> [Directions]:
Among the entries below, find the lines holding "lamp" and copy them.

> [Provided entries]:
§

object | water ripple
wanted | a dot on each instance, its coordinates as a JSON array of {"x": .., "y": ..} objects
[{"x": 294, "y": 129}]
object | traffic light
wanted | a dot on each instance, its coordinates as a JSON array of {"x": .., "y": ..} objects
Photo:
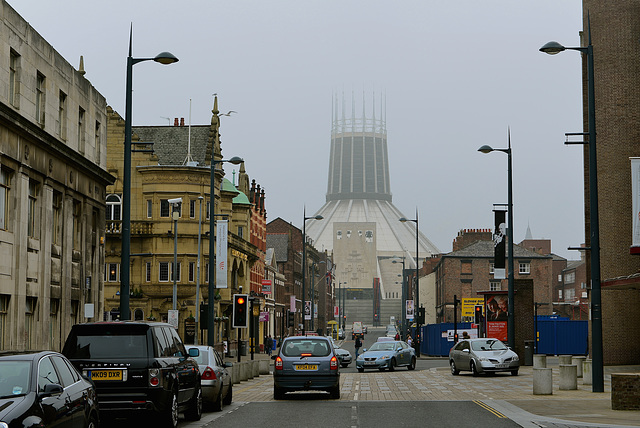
[
  {"x": 240, "y": 311},
  {"x": 477, "y": 314}
]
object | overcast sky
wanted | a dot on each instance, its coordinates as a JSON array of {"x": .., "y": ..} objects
[{"x": 456, "y": 75}]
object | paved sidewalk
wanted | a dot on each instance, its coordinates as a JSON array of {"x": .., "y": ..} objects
[{"x": 510, "y": 395}]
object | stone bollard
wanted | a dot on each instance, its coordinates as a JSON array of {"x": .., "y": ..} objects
[
  {"x": 587, "y": 374},
  {"x": 540, "y": 361},
  {"x": 568, "y": 377},
  {"x": 577, "y": 361},
  {"x": 264, "y": 366},
  {"x": 564, "y": 359},
  {"x": 542, "y": 381}
]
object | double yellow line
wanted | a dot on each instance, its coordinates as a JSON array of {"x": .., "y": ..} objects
[{"x": 489, "y": 409}]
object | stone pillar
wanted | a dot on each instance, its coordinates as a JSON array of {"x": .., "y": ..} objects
[
  {"x": 539, "y": 361},
  {"x": 568, "y": 377},
  {"x": 587, "y": 378},
  {"x": 577, "y": 361},
  {"x": 542, "y": 381}
]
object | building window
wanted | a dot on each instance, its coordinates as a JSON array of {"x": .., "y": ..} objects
[
  {"x": 5, "y": 182},
  {"x": 30, "y": 316},
  {"x": 98, "y": 141},
  {"x": 4, "y": 310},
  {"x": 81, "y": 130},
  {"x": 57, "y": 218},
  {"x": 465, "y": 267},
  {"x": 77, "y": 225},
  {"x": 570, "y": 277},
  {"x": 163, "y": 275},
  {"x": 33, "y": 212},
  {"x": 14, "y": 78},
  {"x": 62, "y": 116},
  {"x": 112, "y": 272},
  {"x": 40, "y": 98},
  {"x": 192, "y": 271},
  {"x": 164, "y": 208}
]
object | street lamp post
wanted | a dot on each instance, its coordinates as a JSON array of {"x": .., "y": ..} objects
[
  {"x": 211, "y": 337},
  {"x": 417, "y": 298},
  {"x": 200, "y": 198},
  {"x": 553, "y": 48},
  {"x": 511, "y": 332},
  {"x": 304, "y": 260},
  {"x": 163, "y": 58}
]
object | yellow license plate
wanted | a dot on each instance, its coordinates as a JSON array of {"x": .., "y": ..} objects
[
  {"x": 105, "y": 375},
  {"x": 307, "y": 367}
]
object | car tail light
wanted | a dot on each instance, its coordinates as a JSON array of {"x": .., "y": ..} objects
[
  {"x": 154, "y": 377},
  {"x": 334, "y": 363},
  {"x": 209, "y": 374}
]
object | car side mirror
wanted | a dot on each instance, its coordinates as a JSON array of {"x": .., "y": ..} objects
[{"x": 51, "y": 389}]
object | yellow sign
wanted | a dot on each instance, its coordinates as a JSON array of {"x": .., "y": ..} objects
[{"x": 468, "y": 305}]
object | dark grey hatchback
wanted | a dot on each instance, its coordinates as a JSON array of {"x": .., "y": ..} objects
[
  {"x": 306, "y": 363},
  {"x": 137, "y": 367}
]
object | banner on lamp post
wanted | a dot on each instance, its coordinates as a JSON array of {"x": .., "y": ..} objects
[
  {"x": 499, "y": 244},
  {"x": 221, "y": 253}
]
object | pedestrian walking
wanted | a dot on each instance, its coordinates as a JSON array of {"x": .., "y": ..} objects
[{"x": 358, "y": 345}]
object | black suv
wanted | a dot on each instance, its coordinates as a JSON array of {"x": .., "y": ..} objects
[{"x": 137, "y": 366}]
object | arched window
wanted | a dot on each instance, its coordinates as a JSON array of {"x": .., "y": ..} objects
[{"x": 114, "y": 207}]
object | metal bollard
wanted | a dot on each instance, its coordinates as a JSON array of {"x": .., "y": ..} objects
[
  {"x": 539, "y": 361},
  {"x": 542, "y": 381},
  {"x": 568, "y": 377},
  {"x": 577, "y": 361}
]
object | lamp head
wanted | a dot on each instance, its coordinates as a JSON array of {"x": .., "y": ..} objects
[
  {"x": 552, "y": 48},
  {"x": 236, "y": 160},
  {"x": 165, "y": 58}
]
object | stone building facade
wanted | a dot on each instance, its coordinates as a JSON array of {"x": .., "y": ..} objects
[
  {"x": 164, "y": 169},
  {"x": 52, "y": 191}
]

§

> [Solution to this task]:
object | street lamp post
object | banner on lamp post
object | lamp head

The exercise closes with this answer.